> **Selected passage**

□ □ □ □ □ □ □

Clauss was born in Munich, but was educated at Loretto School in Scotland. From Loretto he matriculated to Keble College, Oxford and in 1899 he joined the Oxford University team. His most notable game with Oxford was played on 21 February 1889 against the New Zealand Native football team, Oxford winning 6–0. He first faced Cambridge University in the 1899 Varsity Match. Clauss gained three sporting 'Blues' in total playing in the 1889, 1890 and 1891 matches. In the 1891 match, Clauss was Oxford captain, but adopted the wrong tactics to give Cambridge the game. Despite excellent work form the Clauss and the rest of the Oxford three-quarters, the forwards had exhausted themselves through too much tight scrimmaging in the first half of the match, and the Cambridge team won by two tries to nil.

===Provincial career===

Clauss played for the West of Scotland District against East of Scotland District on 24 January 1891.

□ □ □ □ □ □ □

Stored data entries
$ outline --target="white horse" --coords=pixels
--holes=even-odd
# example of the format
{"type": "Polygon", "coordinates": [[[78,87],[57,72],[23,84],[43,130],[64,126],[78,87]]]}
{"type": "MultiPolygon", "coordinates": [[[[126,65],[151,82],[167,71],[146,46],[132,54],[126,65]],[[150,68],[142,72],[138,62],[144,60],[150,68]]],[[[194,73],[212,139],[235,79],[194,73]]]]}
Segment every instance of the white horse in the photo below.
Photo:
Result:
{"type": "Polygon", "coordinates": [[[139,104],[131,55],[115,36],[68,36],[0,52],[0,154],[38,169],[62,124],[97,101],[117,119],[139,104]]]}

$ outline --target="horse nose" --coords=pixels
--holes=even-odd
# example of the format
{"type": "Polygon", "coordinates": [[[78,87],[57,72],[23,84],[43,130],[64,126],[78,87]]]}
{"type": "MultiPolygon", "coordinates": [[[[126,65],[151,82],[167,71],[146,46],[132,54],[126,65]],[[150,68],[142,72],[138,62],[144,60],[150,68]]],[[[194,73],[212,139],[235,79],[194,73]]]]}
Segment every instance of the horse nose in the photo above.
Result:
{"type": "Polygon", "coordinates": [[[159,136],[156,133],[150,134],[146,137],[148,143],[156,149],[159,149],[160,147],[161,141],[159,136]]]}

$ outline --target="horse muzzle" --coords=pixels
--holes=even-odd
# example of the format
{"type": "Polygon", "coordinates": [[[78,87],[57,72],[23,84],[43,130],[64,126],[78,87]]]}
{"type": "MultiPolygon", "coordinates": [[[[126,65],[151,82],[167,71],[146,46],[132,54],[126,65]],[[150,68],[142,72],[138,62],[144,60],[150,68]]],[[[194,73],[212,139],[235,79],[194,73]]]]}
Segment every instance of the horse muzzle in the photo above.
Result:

□ □ □ □ □ □ □

> **Questions on the material**
- a) Answer these questions using the Clauss passage:
(i) At which school was Clauss educated?
(ii) What was the score when Oxford played the New Zealand Native football team?
(iii) On what date did Clauss play for the West of Scotland District against the East of Scotland District?
- b) Extend the Clauss passage by a few sentences, picking up after its final sentence.
The stored data entries have no connection to the Clauss passage.

> **Answers for each item**
- a)
(i) Loretto School in Scotland
(ii) Oxford won 6–0.
(iii) 24 January 1891

- b)
===International career===

While still at Oxford, Clauss was selected to represent the Scotland national team, and made his first appearance in the opening game, against Wales, in the 1891 Home Nations Championship. It was an impressive start for Clauss' international career, scoring two tries in a massive 15–0 win over the Welsh. Clauss kept his place for the remaining two games of the tournament, and continued his scoring streak with another try in the second game of the campaign, this time against Ireland. In the final game of the Championship, Clauss scored a dropped goal eight minutes from the start, and Scotland never gave away the lead for the rest of the match. With the victory over England, Clauss became a Triple Crown winning player in his first international season.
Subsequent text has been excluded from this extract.